→ **STATED TASK**
Starting at the line that contains "point_to MUST return one point per instance of the dead", copy each line through the final one exactly as written.

-- start of RECORDS TO USE --

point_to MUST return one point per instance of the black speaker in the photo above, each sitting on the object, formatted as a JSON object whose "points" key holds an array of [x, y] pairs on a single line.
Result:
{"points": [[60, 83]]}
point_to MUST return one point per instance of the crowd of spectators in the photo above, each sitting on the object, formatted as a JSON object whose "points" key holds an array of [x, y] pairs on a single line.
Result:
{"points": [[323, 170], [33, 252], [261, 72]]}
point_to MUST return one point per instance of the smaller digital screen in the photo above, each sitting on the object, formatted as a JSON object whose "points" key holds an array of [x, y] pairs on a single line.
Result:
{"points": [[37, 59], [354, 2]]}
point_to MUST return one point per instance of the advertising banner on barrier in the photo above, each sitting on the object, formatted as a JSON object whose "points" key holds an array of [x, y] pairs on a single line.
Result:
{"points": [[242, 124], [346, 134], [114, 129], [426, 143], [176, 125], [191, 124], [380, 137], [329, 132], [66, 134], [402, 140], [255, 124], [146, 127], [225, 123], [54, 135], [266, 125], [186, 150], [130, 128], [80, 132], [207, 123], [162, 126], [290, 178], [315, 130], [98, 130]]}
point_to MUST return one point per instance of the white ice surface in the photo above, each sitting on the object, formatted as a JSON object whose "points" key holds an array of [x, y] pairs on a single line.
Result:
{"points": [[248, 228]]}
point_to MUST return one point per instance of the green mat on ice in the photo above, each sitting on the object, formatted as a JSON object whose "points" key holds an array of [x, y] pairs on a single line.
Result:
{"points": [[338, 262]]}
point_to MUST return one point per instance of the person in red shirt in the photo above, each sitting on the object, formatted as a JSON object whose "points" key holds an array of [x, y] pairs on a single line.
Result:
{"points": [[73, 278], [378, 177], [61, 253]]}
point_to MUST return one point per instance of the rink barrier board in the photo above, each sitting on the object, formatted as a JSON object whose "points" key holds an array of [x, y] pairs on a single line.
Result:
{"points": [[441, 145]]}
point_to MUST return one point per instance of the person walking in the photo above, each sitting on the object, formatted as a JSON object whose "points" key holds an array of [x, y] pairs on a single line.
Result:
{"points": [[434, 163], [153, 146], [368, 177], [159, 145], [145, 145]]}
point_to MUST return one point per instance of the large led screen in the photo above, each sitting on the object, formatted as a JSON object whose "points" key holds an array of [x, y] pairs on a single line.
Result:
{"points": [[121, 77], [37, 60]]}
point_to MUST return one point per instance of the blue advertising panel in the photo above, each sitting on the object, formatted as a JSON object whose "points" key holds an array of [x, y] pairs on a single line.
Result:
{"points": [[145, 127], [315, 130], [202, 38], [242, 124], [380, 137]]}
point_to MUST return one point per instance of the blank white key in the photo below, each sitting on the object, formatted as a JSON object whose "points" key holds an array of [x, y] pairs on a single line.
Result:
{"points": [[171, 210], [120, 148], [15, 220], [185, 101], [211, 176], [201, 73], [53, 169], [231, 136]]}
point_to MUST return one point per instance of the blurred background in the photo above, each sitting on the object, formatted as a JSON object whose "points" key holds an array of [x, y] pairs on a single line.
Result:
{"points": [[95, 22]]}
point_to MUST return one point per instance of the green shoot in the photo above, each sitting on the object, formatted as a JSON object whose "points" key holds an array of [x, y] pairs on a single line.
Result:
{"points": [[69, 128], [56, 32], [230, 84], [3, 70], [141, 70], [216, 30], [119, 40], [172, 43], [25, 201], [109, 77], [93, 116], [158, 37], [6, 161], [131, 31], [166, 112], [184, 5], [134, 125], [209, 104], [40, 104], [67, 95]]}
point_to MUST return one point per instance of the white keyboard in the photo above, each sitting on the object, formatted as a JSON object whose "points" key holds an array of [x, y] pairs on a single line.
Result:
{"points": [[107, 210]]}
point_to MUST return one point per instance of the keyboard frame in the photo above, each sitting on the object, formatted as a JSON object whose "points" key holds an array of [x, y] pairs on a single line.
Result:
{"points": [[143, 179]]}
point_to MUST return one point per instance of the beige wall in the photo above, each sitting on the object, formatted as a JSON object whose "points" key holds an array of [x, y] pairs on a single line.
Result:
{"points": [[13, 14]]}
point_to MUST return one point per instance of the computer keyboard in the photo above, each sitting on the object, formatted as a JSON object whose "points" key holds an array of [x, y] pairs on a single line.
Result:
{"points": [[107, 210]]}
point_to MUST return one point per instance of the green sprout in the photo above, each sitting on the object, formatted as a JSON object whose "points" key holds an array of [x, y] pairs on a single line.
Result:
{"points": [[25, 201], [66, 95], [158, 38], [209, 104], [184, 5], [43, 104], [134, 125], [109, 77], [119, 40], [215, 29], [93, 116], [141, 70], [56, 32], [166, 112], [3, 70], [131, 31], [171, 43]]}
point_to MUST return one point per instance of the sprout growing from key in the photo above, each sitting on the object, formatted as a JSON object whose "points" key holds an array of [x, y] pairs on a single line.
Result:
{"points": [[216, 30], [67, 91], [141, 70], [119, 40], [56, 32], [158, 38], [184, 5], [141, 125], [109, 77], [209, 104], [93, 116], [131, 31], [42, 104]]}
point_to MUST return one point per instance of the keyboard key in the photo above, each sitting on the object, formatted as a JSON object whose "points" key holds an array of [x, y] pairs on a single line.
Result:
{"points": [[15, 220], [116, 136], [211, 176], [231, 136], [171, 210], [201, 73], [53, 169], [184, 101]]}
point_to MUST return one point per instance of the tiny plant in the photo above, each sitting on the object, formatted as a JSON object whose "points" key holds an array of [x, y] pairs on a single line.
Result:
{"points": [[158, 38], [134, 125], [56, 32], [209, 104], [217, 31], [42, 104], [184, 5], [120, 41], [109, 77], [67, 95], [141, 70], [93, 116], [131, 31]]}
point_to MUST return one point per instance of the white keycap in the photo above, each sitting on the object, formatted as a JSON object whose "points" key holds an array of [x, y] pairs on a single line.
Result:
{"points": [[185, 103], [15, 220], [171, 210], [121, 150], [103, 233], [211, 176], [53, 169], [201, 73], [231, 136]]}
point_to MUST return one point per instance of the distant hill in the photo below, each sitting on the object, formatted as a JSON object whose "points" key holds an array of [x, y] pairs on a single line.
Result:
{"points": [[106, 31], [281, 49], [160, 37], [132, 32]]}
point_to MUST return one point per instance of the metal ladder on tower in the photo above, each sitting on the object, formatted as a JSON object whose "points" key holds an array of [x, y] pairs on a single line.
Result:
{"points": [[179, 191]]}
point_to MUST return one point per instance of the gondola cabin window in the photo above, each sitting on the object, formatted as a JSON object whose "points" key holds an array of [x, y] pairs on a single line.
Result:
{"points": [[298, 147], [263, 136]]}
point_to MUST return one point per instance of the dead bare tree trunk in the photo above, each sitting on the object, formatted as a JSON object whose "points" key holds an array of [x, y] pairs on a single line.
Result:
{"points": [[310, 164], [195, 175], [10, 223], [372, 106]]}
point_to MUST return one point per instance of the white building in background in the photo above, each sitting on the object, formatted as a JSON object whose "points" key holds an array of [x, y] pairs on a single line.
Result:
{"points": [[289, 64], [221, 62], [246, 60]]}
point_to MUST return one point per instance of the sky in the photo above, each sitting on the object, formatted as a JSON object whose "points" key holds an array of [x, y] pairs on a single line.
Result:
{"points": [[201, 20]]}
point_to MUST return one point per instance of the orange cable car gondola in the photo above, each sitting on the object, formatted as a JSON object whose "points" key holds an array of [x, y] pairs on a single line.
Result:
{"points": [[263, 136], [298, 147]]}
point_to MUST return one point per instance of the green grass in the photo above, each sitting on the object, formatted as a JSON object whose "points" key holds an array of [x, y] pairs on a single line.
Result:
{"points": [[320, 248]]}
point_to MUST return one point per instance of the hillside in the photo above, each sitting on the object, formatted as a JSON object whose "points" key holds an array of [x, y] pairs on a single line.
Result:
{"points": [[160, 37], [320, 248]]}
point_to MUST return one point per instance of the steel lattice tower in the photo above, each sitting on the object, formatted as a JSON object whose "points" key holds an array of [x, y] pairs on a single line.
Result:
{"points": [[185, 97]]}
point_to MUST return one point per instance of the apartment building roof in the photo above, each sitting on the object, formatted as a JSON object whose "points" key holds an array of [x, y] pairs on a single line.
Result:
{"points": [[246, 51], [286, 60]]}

-- end of RECORDS TO USE --

→ **THE SOLUTION**
point_to MUST return one point per instance of the dead bare tree trunk in the photo above, each sitting on the object, formatted as a JSON object whose "points" key holds an array of [x, y] pairs on a single line.
Result:
{"points": [[310, 164], [195, 175], [10, 223], [372, 106]]}
point_to MUST return one point per instance of the white building in background in the photo above, each sitting on the object, formatted as a JSON object whose "points" key holds an array of [x, y] pairs on a single line.
Result:
{"points": [[289, 64], [221, 62], [246, 60]]}
point_to MUST return one point per instance of the sky in the photo above, each sitting on the object, formatted as a JSON object whose "points" key holds an array of [x, y] pairs on a single line.
Result:
{"points": [[201, 20]]}
point_to MUST return one point per instance of the orange cable car gondola in the photo above, each sitting on the object, formatted as a JSON object whose "points" key holds an array of [x, y] pairs on a single line.
Result:
{"points": [[263, 136], [298, 147]]}
point_to MUST return one point per instance of the green grass in the photo above, each sitting on the object, formatted as a JSON object whose "points" key holds an array of [x, y] pairs on a single line.
Result:
{"points": [[320, 248]]}
point_to MUST return one point per instance of the hillside in the photo above, each sitting on the object, formatted as a JSON object whose "points" key holds an array of [x, y] pairs on a single line.
Result:
{"points": [[160, 37], [320, 248]]}
point_to MUST return one point per instance of the steel lattice tower in the photo above, each sitting on the object, formatted as a JSON object whose "points" key holds an array of [x, y] pairs on a single line.
Result:
{"points": [[185, 97]]}
point_to MUST return one point per instance of the apartment building roof in the photo above, each sitting on the object, formatted as a JSON object whose "points" key holds an array of [x, y] pairs on a single line.
Result:
{"points": [[246, 51], [286, 60]]}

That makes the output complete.